--- START RECORDED INFORMATION ---

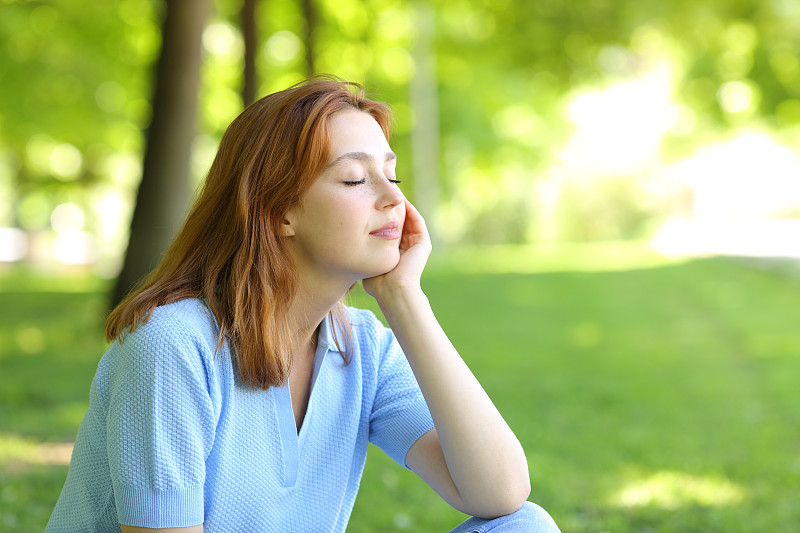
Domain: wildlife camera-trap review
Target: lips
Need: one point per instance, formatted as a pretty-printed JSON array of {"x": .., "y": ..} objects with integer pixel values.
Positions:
[{"x": 390, "y": 230}]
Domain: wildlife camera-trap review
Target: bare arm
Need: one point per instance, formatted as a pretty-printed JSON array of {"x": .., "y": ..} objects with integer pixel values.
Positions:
[{"x": 471, "y": 458}]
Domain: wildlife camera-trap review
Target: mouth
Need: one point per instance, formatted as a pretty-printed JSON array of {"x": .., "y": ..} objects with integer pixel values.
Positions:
[{"x": 390, "y": 230}]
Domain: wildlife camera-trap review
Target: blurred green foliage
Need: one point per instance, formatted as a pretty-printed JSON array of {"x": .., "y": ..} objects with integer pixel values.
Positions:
[{"x": 76, "y": 84}]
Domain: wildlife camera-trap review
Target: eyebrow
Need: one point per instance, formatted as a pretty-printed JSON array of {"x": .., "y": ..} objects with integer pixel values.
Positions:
[{"x": 359, "y": 156}]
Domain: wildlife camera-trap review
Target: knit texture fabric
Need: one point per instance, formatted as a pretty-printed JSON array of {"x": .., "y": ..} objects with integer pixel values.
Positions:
[{"x": 173, "y": 439}]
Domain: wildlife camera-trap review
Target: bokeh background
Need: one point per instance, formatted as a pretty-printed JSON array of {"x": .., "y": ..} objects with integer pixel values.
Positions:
[{"x": 613, "y": 189}]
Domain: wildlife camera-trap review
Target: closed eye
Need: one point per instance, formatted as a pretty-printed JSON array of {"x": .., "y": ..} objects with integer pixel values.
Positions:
[{"x": 362, "y": 181}]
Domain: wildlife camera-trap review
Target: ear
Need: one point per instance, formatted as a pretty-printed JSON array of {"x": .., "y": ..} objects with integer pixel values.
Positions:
[{"x": 287, "y": 227}]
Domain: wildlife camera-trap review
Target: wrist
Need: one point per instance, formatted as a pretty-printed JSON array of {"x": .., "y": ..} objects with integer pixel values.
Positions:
[{"x": 400, "y": 298}]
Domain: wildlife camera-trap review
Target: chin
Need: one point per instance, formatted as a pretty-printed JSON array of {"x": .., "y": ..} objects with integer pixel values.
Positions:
[{"x": 383, "y": 267}]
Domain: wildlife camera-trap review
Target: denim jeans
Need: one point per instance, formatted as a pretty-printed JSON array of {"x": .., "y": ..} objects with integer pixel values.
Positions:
[{"x": 529, "y": 519}]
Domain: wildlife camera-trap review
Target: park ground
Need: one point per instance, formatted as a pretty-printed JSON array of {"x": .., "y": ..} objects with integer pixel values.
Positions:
[{"x": 650, "y": 395}]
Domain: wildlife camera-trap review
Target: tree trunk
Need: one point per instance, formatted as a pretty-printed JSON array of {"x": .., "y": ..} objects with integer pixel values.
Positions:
[
  {"x": 424, "y": 100},
  {"x": 310, "y": 14},
  {"x": 164, "y": 190},
  {"x": 250, "y": 44}
]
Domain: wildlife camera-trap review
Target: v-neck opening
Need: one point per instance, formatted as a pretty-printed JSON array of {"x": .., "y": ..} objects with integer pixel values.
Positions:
[{"x": 291, "y": 438}]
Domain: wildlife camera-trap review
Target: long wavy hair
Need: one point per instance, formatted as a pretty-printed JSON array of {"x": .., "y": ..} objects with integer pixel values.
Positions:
[{"x": 229, "y": 251}]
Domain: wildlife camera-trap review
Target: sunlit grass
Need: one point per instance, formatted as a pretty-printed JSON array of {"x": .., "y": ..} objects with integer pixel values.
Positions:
[
  {"x": 671, "y": 490},
  {"x": 658, "y": 397}
]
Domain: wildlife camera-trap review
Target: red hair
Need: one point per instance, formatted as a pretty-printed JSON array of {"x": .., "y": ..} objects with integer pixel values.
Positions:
[{"x": 229, "y": 250}]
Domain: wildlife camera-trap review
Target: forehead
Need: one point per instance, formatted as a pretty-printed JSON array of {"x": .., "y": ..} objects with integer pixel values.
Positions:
[{"x": 356, "y": 131}]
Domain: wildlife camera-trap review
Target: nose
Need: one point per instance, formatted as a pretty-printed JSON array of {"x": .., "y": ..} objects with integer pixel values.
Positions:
[{"x": 389, "y": 195}]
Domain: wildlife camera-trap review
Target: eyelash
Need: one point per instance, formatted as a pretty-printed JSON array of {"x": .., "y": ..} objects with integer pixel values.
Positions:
[{"x": 360, "y": 182}]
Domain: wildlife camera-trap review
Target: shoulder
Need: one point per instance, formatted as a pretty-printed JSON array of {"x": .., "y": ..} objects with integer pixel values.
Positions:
[
  {"x": 180, "y": 335},
  {"x": 186, "y": 320}
]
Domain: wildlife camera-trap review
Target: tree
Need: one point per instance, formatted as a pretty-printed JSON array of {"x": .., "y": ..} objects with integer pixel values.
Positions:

--- END RECORDED INFORMATION ---

(REQUEST): Above are records with pictures; repeat the records exactly and leave the pictures out.

(ANSWER TO THIS TASK):
Domain: wildlife camera-trap review
Target: lips
Need: one point per instance, formatted as a pretty-printed JSON array of {"x": .., "y": ..} objects with integer pixel values.
Positions:
[{"x": 390, "y": 230}]
Domain: wildlife camera-trap review
Target: bare arm
Need: one point per instance, formatted as a pretty-printed JSON array of {"x": .., "y": ..} objects with integer pixel values.
Positions:
[{"x": 471, "y": 458}]
Domain: wildlife camera-trap review
Target: mouth
Need: one point per instance, formatted as a pretty-printed JSON array of {"x": .., "y": ..} objects with integer pixel values.
Positions:
[{"x": 390, "y": 230}]
Domain: wildlife camera-trap review
Target: blurred green foliage
Need: one point per instance, formatted as a pretty-printed JSON array of {"x": .., "y": ..} objects with integer pixel values.
Positions:
[{"x": 76, "y": 84}]
Domain: wildlife camera-trap review
Target: eyebrow
Need: one point per instance, formatted as a pretty-printed JSON array of {"x": .., "y": ..} objects with integer pixel values.
Positions:
[{"x": 359, "y": 156}]
Domain: wildlife camera-trap review
Target: knit texture fabric
Need: one point per instance, formatted as a pretty-printed JSON array of {"x": .., "y": ..} objects with integer pixel values.
Positions:
[{"x": 173, "y": 439}]
Domain: wildlife camera-trap review
Target: bokeh background
Need: one point per instance, formatted as a pretty-printed JSON array of {"x": .., "y": ..} objects with integer pixel values.
Positions:
[{"x": 613, "y": 189}]
Domain: wildlife camera-trap review
Target: closed eye
Need: one point per instance, formatted as a pretty-printed JSON array of {"x": .., "y": ..} objects with integer pixel values.
Positions:
[{"x": 362, "y": 181}]
Domain: wildlife camera-trap review
Target: ear
Need: one point per instance, formatted as a pretty-printed JSON array of {"x": .., "y": ..} objects with integer pixel values.
Positions:
[{"x": 287, "y": 227}]
Domain: wildlife camera-trap review
Target: wrist
Need: one point per instance, formatted as a pretty-printed JSON array of {"x": .., "y": ..} objects with integer pixel values.
Positions:
[{"x": 400, "y": 298}]
Domain: wildlife camera-trap review
Target: chin
Need: one point per instance, formatted as a pretty-printed JSON array of {"x": .., "y": ..} objects with integer pixel values.
Positions:
[{"x": 383, "y": 267}]
Domain: wildlife camera-trap review
Target: denim jeans
Need: one point per instance, formatted as a pretty-printed JSON array of {"x": .., "y": ..} objects with integer pixel values.
Positions:
[{"x": 529, "y": 519}]
Domain: wildlife camera-trap review
Target: park ground
Need: one point per instance, formatted as a pretty-printed JSON array of {"x": .., "y": ..} objects with integer pixel values.
Positions:
[{"x": 650, "y": 395}]
Domain: wildlife camera-trap review
Target: tree trunk
Need: one point per instance, formatted as a pretty-printed JSON array of {"x": .., "y": ..} objects with integer pixel values.
Positions:
[
  {"x": 424, "y": 100},
  {"x": 310, "y": 14},
  {"x": 164, "y": 190},
  {"x": 250, "y": 44}
]
Domain: wildlife camera-trap review
Target: v-neck opening
Need: one point per instance, formatted as a pretty-printed JSON array of {"x": .., "y": ..} objects with integer pixel values.
Positions:
[{"x": 291, "y": 438}]
Domain: wildlife camera-trap review
Target: long wavy hair
Need: one point per instance, formatted as a pretty-printed JSON array of {"x": .., "y": ..} objects with integer pixel values.
Positions:
[{"x": 229, "y": 251}]
Domain: wildlife camera-trap review
Target: sunlit grass
Need: one point per instance, formatted as a pretty-printed JSON array of {"x": .., "y": ..} objects with integer pixel values.
Positions:
[
  {"x": 671, "y": 490},
  {"x": 658, "y": 397}
]
Domain: wildlife camera-trap review
Target: red hair
Need: one point per instance, formatted as a pretty-printed JSON array of {"x": .., "y": ..} objects with integer pixel values.
Positions:
[{"x": 229, "y": 250}]
Domain: wildlife camera-trap review
Target: forehead
Need: one point per instance, formatted as a pretty-printed JSON array of {"x": .., "y": ..} objects with integer pixel values.
Positions:
[{"x": 356, "y": 131}]
Domain: wildlife camera-trap review
Target: nose
Need: one point per instance, formatted as a pretty-printed JSON array of {"x": .., "y": ..} objects with integer pixel values.
Positions:
[{"x": 389, "y": 195}]
Domain: wildlife camera-trap review
Target: eyelash
Need: one point per instance, formatted as a pretty-printed JSON array of {"x": .., "y": ..} objects with integer pixel values.
Positions:
[{"x": 360, "y": 182}]
Domain: wildlife camera-trap review
Target: shoulder
Need: one point per instance, formatted as a pretty-printed JSON array of {"x": .., "y": ..} objects with integer pixel values.
Positions:
[
  {"x": 180, "y": 335},
  {"x": 186, "y": 320}
]
Domain: wildlife camera-trap review
Target: tree
Need: one point per instance, formatted as a pretty-printed JSON array of {"x": .., "y": ..} objects with integer pixel values.
Positions:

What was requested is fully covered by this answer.